EXTRACTED TEXT:
===============

- Born: Robert Sirelle Brown December 8, 1863 Staunton, Virginia, U.S.
- Died: April 4, 1927 (aged 63)
- Resting place: Lakewood Cemetery
- Education: Bennett Medical College
- Occupation: Physician
- Spouse(s): Julia Perrin Anna Webb ​(m. 1892)​
- Children: 4

= Robert S. Brown =

American physician (1863–1927)

Robert Sirelle Brown (December 8, 1863 – April 4, 1927) was the first black physician in Minneapolis.

== Biography ==
Robert Sirelle Brown was born on December 8, 1863, in Staunton, Virginia. He graduated from Bennett Medical College in Chicago with honors in 1895. He practiced medicine in Oskaloosa, Iowa, where he married Julia Perrin. The couple had four children together. In 1892, Brown married again to Anna Webb in Lincoln, Nebraska.

Brown moved to Minneapolis around 1898. At the time, Minneapolis and St. Paul had a small but active black community, and the newspaper The Appeal placed ads promoting the Twin Cities in other black-owned newspapers. It is possible Brown was recruited by their campaign to bring black professionals to the area.

Brown received local support from community. The St. Peter African Methodist Episcopal Church threw him a welcome event, which was covered in The Appeal. Brown opened a medical practice downtown where he was open seven days a week. He was involved in many local organizations including the Elks, the Odd Fellows, and the Knights of Pythias. In 1921, he was elected the president of the local NAACP chapter. He was frequently recognized in The Appeal but was not mentioned in white newspapers until being honored for "Negro History Week", the precursor to Black History Month, in the Minneapolis Star in 1970.

Brown died at his home on April 4, 1927, and is buried at Lakewood Cemetery. His son and grandson were also doctors in Minneapolis.

===============

AVAILABLE DATA:
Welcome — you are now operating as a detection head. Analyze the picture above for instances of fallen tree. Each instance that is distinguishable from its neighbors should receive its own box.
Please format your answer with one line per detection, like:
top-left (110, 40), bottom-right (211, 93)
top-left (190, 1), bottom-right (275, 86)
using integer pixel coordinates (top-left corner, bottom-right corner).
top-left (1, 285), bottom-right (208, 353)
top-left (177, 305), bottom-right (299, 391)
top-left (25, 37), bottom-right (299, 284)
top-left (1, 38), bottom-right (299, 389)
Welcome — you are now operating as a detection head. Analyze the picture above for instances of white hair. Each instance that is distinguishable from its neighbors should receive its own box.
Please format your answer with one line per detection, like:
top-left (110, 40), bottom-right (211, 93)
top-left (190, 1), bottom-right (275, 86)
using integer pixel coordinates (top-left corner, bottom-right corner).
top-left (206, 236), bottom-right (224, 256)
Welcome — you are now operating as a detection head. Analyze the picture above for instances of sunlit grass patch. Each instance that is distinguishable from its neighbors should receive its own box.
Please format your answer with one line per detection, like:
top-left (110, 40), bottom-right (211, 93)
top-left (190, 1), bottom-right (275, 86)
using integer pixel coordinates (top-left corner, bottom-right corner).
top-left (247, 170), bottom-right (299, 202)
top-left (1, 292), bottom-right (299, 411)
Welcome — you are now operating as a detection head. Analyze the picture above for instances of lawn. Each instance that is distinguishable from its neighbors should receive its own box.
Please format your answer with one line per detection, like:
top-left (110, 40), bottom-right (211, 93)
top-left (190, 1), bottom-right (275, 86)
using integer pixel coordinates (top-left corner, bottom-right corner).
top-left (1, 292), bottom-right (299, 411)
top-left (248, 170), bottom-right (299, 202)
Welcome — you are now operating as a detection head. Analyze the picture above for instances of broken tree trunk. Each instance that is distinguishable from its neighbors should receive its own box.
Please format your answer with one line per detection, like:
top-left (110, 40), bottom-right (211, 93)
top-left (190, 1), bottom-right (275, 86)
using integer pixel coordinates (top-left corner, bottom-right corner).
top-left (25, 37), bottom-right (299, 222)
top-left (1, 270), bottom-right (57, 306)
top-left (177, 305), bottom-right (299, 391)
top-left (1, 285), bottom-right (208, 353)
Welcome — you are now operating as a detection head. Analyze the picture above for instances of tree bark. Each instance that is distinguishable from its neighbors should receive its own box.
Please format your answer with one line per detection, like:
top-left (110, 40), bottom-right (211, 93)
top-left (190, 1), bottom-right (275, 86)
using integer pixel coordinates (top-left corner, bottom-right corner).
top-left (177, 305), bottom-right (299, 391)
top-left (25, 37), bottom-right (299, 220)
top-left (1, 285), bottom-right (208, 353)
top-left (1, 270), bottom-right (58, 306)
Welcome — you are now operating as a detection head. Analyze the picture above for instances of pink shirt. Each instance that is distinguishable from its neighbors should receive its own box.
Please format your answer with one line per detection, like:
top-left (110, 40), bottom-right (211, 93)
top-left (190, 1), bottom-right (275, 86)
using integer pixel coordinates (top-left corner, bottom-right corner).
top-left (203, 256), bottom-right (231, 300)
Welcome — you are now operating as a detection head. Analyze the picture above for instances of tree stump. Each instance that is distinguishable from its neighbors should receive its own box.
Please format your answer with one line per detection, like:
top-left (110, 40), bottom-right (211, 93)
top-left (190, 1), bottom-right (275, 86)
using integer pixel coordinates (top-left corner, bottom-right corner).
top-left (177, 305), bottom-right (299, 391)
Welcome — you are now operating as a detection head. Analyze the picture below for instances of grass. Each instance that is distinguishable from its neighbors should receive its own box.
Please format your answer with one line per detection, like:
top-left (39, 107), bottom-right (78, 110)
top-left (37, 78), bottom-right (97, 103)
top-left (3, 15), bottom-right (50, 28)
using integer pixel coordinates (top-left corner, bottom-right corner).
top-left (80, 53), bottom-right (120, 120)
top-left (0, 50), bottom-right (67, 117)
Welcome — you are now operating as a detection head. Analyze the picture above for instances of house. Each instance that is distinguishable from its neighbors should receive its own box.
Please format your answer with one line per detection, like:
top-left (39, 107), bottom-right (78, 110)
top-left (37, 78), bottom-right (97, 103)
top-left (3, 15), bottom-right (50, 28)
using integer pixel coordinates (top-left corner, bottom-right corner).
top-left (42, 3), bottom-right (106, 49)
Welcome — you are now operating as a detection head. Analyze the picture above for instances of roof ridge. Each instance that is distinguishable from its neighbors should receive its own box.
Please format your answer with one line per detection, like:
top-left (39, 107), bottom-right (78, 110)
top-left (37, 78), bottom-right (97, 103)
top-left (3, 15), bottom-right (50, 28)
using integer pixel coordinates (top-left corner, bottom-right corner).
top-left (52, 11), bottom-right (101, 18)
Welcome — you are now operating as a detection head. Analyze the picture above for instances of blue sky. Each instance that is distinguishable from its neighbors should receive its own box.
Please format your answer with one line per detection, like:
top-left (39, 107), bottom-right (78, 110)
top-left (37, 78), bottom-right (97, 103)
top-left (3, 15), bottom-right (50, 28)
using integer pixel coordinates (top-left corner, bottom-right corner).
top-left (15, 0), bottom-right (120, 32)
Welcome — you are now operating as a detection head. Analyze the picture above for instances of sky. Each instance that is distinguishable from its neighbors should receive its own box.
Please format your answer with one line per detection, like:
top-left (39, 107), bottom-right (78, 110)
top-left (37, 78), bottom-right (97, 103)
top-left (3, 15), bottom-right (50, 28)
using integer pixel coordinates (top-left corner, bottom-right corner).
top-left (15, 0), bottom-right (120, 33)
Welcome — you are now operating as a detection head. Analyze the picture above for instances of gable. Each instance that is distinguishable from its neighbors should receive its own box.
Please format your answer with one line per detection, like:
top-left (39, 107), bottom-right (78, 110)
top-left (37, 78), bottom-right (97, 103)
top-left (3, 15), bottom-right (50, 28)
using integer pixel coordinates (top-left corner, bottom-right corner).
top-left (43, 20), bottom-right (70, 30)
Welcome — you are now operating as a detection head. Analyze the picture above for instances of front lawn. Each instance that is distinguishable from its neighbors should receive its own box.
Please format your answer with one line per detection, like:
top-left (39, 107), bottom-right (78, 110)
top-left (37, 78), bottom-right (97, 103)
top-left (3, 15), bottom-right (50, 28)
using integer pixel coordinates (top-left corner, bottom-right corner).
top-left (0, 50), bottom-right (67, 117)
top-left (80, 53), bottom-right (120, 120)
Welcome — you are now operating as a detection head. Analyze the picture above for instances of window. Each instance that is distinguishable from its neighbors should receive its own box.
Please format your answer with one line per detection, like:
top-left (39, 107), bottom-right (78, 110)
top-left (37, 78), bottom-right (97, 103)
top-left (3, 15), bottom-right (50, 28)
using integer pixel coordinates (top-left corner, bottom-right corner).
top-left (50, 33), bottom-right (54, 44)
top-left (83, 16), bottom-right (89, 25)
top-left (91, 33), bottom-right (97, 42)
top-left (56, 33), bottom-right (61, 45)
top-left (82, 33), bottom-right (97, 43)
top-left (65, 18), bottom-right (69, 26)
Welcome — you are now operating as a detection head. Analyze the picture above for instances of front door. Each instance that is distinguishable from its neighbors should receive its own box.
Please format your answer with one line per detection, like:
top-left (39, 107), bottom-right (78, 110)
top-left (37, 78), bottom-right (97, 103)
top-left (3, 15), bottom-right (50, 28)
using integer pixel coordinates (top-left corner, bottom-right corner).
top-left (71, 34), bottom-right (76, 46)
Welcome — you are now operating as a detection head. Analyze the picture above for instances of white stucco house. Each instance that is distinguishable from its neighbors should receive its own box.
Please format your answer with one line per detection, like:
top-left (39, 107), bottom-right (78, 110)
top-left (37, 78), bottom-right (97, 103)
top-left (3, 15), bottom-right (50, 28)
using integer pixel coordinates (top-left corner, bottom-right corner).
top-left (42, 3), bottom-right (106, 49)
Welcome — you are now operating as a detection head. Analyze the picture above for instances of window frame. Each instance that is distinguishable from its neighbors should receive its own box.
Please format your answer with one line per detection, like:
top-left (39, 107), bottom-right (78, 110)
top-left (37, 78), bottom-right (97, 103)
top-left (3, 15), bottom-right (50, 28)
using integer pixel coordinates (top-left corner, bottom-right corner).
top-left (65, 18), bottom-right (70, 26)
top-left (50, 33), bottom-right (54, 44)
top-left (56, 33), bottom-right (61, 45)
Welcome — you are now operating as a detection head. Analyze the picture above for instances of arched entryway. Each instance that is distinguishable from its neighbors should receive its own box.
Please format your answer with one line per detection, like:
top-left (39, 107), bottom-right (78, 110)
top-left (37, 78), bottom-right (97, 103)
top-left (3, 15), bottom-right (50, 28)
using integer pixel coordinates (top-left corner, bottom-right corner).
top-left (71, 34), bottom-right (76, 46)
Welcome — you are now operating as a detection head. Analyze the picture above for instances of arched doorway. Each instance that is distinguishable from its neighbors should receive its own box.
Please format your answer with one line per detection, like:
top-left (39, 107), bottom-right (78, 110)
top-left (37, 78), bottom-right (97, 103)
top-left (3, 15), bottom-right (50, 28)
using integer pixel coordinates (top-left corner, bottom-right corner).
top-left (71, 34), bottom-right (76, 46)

===============

Copy out the whole Robert S. Brown article above word for word.

EXPECTED ANSWER:
- Born: Robert Sirelle Brown December 8, 1863 Staunton, Virginia, U.S.
- Died: April 4, 1927 (aged 63)
- Resting place: Lakewood Cemetery
- Education: Bennett Medical College
- Occupation: Physician
- Spouse(s): Julia Perrin Anna Webb ​(m. 1892)​
- Children: 4

= Robert S. Brown =

American physician (1863–1927)

Robert Sirelle Brown (December 8, 1863 – April 4, 1927) was the first black physician in Minneapolis.

== Biography ==
Robert Sirelle Brown was born on December 8, 1863, in Staunton, Virginia. He graduated from Bennett Medical College in Chicago with honors in 1895. He practiced medicine in Oskaloosa, Iowa, where he married Julia Perrin. The couple had four children together. In 1892, Brown married again to Anna Webb in Lincoln, Nebraska.

Brown moved to Minneapolis around 1898. At the time, Minneapolis and St. Paul had a small but active black community, and the newspaper The Appeal placed ads promoting the Twin Cities in other black-owned newspapers. It is possible Brown was recruited by their campaign to bring black professionals to the area.

Brown received local support from community. The St. Peter African Methodist Episcopal Church threw him a welcome event, which was covered in The Appeal. Brown opened a medical practice downtown where he was open seven days a week. He was involved in many local organizations including the Elks, the Odd Fellows, and the Knights of Pythias. In 1921, he was elected the president of the local NAACP chapter. He was frequently recognized in The Appeal but was not mentioned in white newspapers until being honored for "Negro History Week", the precursor to Black History Month, in the Minneapolis Star in 1970.

Brown died at his home on April 4, 1927, and is buried at Lakewood Cemetery. His son and grandson were also doctors in Minneapolis.